--- Start of ITEMS ---

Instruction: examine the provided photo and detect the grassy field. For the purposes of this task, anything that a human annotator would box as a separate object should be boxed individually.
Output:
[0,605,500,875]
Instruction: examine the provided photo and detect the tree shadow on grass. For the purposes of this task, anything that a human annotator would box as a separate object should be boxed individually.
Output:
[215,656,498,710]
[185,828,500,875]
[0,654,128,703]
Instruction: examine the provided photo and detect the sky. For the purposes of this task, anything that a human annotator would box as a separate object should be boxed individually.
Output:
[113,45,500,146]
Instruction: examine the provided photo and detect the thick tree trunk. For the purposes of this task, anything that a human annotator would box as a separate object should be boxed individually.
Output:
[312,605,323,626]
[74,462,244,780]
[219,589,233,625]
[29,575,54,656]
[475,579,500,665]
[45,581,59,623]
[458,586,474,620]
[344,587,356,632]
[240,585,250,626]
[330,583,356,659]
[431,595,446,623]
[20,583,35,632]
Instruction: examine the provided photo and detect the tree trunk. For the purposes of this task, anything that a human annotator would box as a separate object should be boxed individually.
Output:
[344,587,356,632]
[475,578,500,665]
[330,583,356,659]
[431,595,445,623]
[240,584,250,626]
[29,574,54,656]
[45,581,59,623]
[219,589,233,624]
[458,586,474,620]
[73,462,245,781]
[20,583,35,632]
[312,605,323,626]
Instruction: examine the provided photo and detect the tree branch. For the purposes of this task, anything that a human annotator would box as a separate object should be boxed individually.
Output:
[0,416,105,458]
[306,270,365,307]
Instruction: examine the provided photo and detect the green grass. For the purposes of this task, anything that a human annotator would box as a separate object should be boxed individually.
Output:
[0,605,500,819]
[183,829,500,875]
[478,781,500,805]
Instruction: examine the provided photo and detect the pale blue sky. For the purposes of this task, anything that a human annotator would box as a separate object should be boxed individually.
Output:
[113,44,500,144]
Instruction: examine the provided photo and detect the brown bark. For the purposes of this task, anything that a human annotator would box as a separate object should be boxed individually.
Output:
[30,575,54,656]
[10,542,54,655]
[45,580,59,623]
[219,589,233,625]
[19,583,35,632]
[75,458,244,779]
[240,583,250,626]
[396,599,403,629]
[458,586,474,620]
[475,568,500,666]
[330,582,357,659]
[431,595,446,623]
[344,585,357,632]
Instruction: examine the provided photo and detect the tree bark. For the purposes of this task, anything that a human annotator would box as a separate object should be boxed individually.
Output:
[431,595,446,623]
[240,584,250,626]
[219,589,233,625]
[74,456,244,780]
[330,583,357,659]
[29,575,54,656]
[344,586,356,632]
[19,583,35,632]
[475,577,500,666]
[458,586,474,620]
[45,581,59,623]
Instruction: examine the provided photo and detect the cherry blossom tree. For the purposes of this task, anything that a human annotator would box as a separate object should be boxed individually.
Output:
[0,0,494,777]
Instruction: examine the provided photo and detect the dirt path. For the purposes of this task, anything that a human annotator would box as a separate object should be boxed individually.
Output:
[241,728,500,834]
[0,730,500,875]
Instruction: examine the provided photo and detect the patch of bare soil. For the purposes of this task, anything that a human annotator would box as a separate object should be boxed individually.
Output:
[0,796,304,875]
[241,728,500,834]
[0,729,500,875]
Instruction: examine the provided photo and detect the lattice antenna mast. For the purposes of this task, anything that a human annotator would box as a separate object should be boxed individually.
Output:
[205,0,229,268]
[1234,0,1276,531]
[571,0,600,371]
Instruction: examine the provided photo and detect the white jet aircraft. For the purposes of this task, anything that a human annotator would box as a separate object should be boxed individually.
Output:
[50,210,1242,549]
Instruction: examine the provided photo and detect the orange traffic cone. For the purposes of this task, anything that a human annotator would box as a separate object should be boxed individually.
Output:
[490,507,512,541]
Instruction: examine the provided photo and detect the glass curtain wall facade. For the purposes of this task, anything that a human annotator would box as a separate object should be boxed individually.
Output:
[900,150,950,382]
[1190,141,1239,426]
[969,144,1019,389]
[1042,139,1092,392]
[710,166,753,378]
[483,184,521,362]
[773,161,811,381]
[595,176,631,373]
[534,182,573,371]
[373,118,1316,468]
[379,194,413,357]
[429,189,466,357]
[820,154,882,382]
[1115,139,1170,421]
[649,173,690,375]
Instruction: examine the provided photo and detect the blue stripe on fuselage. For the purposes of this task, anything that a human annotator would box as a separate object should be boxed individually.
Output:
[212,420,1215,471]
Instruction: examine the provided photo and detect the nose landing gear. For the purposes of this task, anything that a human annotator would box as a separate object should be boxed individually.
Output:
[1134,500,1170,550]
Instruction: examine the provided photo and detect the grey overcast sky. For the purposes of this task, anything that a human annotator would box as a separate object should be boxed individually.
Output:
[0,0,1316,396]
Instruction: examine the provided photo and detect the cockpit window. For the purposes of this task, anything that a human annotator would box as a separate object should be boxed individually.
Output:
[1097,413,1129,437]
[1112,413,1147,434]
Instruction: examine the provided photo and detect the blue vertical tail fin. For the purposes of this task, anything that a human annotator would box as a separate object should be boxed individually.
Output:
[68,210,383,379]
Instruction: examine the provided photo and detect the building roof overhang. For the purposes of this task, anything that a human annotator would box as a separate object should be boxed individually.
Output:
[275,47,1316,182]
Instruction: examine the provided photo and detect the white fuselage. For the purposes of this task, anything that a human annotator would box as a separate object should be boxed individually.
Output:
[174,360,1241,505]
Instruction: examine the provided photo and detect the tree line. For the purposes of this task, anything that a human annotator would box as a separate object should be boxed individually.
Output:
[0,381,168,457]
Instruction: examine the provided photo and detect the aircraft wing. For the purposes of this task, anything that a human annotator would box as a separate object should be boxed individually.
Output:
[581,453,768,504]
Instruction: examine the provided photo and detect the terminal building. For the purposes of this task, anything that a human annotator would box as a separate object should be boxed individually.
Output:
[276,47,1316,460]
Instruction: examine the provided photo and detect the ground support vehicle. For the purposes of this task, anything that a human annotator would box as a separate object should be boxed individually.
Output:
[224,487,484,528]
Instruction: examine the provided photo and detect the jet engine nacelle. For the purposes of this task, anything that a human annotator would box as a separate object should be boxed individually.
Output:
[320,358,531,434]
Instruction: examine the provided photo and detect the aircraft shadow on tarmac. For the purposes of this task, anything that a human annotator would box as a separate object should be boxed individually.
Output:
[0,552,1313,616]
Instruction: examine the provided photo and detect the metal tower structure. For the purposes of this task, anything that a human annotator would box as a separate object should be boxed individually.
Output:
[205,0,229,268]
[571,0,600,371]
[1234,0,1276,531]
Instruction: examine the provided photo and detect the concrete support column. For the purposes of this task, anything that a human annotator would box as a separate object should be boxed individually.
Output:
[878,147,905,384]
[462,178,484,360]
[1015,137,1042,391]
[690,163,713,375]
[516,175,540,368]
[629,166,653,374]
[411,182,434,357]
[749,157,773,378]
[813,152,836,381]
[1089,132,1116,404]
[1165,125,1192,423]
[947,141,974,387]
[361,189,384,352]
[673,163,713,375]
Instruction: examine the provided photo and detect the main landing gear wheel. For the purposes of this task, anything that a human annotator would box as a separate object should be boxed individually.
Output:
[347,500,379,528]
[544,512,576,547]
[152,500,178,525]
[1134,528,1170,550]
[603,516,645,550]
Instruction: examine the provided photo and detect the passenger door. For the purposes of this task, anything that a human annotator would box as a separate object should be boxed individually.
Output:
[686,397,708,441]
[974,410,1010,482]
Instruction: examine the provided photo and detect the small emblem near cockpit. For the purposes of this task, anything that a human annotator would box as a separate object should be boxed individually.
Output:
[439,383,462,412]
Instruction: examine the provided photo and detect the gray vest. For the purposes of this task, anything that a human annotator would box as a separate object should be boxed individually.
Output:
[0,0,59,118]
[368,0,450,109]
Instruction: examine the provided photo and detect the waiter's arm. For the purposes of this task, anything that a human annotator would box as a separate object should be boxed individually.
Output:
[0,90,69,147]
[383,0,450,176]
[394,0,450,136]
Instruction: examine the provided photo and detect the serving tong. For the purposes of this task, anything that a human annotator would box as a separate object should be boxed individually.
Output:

--- End of ITEMS ---

- _JOB_
Can you copy out the listing lines starting at the one containing "Instruction: examine the provided photo and detect the green" and ending at the one containing "[113,44,500,144]", with no changes?

- _WORKED SOLUTION_
Instruction: examine the provided photo and detect the green grass. For the purposes of this task, anything that a human annotator would box as a separate object should be boxed individually.
Output:
[0,605,500,819]
[183,829,500,875]
[478,781,500,805]
Instruction: examine the provided photo and detect the pale blue sky. For the purposes of this task, anything that a human annotator would box as a separate object should be boxed individually.
Output:
[113,44,500,144]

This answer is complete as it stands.